# Circle to Circle Tangent Equation

1. Jan 8, 2010

### billinr

I am trying to write an Excel template which will chart two circles and their external tangent lines - similar to a belt and two pulley system.

I have the formulas to calculate and chart the circles. I am looking for a formula to calculate the tangent points between the circles, given the following criteria:

Circle 1 will always have a center at 0,0
Circle 2 will always be larger than circle 1
Center points of both circles will always be on the X axis
Diameters and center distances are known, and will change with the system design

Is there such a formula published?

Thank you

2. Jan 8, 2010

### billinr

I should have included an example....

Circle 1 has a diameter of 21
Circle 2 has a diameter of 106.7
Center distance is 152.2

Thanks

3. Jan 8, 2010

### zgozvrm

In regard to the "upper belt":

Define the center of circle 1 as point A and the center of circle 2 as point B.

The line segment tangent to the top of both circles will intersect circle 1 at point C and circle 2 at point D. Radius AC of circle 1 will be parallel to radius BD of circle 2 (since both are perpendicular to the "belt" CD).

▬▬▬▬▬▬

> [Requests]:
a – In the circle tangent thread, repeat everything from "1. Jan 8, 2010" down to "a formula published?" word for word.
b – Put this sentence from the circle tangent thread into Spanish: "I have the formulas to calculate and chart the circles."
c – Carry the circle tangent thread further, starting right after its last sentence.
The records have no role in any of this.

▬▬▬▬▬▬

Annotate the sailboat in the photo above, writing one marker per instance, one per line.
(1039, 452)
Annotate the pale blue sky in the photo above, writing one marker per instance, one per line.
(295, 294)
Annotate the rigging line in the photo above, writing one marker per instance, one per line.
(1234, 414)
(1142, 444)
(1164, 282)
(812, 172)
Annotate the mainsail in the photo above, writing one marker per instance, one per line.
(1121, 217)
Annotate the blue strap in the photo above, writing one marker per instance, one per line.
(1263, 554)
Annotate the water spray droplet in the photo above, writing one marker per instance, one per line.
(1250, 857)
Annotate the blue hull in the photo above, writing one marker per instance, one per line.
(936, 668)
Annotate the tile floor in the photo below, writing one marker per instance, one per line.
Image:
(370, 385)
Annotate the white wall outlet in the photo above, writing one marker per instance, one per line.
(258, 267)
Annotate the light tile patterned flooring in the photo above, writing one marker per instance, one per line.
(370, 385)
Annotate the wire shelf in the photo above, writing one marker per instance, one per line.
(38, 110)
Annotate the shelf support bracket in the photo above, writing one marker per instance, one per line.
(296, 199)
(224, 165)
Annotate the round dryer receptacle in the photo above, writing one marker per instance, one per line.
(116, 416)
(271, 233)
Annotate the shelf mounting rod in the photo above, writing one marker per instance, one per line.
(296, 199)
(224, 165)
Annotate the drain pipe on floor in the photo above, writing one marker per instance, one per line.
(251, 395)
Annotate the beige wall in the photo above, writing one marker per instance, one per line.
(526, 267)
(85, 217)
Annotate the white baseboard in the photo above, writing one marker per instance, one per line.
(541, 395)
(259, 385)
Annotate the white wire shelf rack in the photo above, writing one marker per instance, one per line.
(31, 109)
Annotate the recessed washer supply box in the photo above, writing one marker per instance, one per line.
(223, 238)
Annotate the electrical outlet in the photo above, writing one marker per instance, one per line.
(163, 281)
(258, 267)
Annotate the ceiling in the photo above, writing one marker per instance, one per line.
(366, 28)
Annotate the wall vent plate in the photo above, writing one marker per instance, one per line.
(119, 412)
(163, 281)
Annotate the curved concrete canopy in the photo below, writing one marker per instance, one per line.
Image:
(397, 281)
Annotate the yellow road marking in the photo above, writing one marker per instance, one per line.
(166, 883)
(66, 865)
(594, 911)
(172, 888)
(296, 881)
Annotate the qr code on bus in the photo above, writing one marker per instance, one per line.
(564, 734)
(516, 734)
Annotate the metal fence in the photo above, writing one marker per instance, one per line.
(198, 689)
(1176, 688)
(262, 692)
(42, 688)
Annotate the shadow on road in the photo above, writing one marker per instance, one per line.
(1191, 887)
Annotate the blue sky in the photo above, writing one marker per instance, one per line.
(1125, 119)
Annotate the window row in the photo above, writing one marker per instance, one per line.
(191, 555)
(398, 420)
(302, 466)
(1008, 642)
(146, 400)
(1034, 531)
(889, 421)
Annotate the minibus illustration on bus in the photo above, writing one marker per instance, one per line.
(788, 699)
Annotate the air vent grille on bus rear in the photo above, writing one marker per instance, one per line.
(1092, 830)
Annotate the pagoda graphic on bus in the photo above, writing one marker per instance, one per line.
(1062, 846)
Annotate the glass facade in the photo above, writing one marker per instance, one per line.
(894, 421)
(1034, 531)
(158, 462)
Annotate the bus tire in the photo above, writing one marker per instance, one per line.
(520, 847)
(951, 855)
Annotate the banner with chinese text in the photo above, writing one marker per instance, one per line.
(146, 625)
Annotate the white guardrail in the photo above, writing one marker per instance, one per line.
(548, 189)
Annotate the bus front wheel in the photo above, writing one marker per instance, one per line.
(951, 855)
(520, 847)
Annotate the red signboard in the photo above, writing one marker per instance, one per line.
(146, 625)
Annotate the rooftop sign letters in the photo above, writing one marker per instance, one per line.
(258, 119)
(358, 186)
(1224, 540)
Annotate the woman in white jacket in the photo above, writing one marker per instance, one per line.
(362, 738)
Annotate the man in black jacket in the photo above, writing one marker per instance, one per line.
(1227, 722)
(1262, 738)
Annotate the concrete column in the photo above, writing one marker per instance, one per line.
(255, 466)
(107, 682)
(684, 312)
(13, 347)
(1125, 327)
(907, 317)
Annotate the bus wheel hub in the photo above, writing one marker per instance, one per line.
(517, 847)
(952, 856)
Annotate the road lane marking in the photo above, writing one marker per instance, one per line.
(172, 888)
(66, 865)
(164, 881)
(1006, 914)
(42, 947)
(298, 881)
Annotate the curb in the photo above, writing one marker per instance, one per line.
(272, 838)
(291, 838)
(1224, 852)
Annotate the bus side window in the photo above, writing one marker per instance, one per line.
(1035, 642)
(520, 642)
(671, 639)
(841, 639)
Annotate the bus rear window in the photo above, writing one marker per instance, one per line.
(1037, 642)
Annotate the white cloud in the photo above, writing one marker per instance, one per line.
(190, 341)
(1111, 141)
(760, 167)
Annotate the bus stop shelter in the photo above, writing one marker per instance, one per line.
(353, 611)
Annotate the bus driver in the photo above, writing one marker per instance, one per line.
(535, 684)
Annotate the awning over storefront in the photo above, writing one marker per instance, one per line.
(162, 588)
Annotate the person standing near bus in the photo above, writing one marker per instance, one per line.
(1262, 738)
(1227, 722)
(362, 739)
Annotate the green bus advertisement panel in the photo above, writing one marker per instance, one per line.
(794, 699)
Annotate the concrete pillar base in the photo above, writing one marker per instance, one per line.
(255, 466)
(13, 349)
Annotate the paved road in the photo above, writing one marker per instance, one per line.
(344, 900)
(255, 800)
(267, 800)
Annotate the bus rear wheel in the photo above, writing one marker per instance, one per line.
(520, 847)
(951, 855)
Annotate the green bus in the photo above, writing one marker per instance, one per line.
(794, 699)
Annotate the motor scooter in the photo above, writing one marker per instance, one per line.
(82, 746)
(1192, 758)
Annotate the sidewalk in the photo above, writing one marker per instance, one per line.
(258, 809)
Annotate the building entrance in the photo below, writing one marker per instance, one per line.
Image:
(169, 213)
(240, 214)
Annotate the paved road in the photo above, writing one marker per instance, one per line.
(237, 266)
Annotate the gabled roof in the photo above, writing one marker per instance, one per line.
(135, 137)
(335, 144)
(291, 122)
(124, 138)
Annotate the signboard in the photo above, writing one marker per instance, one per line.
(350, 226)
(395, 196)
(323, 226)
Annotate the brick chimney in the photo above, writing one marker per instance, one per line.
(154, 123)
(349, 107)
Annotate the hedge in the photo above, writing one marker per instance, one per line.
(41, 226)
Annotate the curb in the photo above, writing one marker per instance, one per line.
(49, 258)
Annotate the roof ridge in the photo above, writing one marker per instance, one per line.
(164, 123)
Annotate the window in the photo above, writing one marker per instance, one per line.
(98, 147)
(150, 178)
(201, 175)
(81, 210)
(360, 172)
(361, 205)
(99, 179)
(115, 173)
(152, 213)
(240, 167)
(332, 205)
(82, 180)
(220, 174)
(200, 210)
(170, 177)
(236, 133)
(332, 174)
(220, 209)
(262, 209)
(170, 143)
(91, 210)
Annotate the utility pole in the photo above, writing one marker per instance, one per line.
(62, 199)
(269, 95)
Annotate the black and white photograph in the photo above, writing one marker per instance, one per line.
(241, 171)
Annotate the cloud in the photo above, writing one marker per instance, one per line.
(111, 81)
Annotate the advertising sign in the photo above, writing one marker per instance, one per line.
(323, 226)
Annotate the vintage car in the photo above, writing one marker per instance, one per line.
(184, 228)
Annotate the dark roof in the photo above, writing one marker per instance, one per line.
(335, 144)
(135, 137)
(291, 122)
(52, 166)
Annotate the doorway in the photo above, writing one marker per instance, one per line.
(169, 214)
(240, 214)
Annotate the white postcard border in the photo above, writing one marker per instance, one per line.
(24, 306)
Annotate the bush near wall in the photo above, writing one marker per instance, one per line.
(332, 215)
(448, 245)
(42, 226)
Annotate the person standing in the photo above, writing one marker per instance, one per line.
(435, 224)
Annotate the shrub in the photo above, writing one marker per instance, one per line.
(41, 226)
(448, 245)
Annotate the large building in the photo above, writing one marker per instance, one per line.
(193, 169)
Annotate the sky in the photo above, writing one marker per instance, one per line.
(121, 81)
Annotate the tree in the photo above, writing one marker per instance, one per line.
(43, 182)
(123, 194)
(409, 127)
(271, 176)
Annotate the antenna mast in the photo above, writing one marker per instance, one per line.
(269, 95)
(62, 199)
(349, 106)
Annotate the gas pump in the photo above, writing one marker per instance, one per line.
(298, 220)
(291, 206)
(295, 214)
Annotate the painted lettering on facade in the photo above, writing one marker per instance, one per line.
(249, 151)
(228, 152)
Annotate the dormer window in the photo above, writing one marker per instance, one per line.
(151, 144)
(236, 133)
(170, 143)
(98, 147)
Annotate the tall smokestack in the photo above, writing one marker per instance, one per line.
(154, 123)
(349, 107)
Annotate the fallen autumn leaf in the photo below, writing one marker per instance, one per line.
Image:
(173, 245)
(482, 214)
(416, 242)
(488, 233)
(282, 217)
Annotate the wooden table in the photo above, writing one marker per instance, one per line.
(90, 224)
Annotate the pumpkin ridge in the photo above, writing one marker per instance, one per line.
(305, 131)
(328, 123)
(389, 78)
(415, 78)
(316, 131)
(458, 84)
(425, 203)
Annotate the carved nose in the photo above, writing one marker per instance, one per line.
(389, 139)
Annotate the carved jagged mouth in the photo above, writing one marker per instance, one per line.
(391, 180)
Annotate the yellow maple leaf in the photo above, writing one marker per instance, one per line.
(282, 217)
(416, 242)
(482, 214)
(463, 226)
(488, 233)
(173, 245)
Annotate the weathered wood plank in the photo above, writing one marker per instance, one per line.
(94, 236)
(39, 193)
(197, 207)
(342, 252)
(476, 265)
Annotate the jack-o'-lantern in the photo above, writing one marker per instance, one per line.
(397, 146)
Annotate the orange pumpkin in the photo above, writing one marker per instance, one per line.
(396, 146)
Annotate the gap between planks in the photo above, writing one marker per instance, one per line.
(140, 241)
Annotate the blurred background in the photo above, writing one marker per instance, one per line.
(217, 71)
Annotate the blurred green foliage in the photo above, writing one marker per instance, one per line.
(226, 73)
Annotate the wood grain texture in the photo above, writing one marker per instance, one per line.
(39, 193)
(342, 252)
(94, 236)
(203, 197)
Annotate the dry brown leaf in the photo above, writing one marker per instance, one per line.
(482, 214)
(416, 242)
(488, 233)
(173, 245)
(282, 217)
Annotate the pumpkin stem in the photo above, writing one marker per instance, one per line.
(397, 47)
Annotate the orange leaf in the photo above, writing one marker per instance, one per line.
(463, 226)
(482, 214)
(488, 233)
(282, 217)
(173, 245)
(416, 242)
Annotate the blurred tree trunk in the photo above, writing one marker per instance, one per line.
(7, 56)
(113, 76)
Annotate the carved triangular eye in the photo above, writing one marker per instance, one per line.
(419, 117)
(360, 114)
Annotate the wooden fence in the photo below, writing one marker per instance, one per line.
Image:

▬▬▬▬▬▬

> [Answers to the exercise]:
a –
1. Jan 8, 2010

### billinr

I am trying to write an Excel template which will chart two circles and their external tangent lines - similar to a belt and two pulley system.

I have the formulas to calculate and chart the circles. I am looking for a formula to calculate the tangent points between the circles, given the following criteria:

Circle 1 will always have a center at 0,0
Circle 2 will always be larger than circle 1
Center points of both circles will always be on the X axis
Diameters and center distances are known, and will change with the system design

Is there such a formula published?

b – Tengo las fórmulas para calcular y graficar los círculos.

c –
You can then construct a line segment parallel to line segment CD (the upper belt) from the center of circle 1 (point A) to radius BD of circle 2. Call this intersection point E. This line segment AE will have the same length as segment CD. It will also divide radius BD of circle 2 into 2 segments; DE with a length equal to radius AC of circle 1 (21) and BE with a length equal to the difference between the two radii

$$\left(\frac{106.7}{2} - \frac{21}{2}\right) = 42.85$$.

Now you have right triangle ABE with right angle AEB and hypoteneuse AB = 152.2. The angle of radius BD of circle 2 (angle ABE) can be found by

$$\cos^{-1}\left(\frac{42.85}{152.2}\right)$$

Or, more generally

$$\cos^{-1} \left(\frac{R2 - R1}{D} \right)$$

where R1 is the radius of circle 1, R2 is the radius of circle 2, and D is the distance between the centers of the circles.

The tangent point of circle 1 is then at [itex](x_1, y_1)[/tex]
The tangent point of circle 2 is at [itex](x_2, y_2)[/tex]

$$X_1 = \frac{R1^2 - (R1 \times R2)}{D}$$

$$Y_1 = \sqrt{R1^2 - {X_1}^2}$$

$$X_2 =D - \frac{R2^2 - (R1 \times R2)}{D}$$

$$Y_2 = \sqrt{R2^2 - (D - X_2)^2}$$

Use similar logic to find the "lower belt"

Last edited: Jan 9, 2010
4. Jan 9, 2010

### zgozvrm

I made a couple of corrections to my last post.

1) I originally mistook the diameter values given as radius values

2) There were typos in my formulas

5. Jan 11, 2010

### billinr

Thank you very much for the help.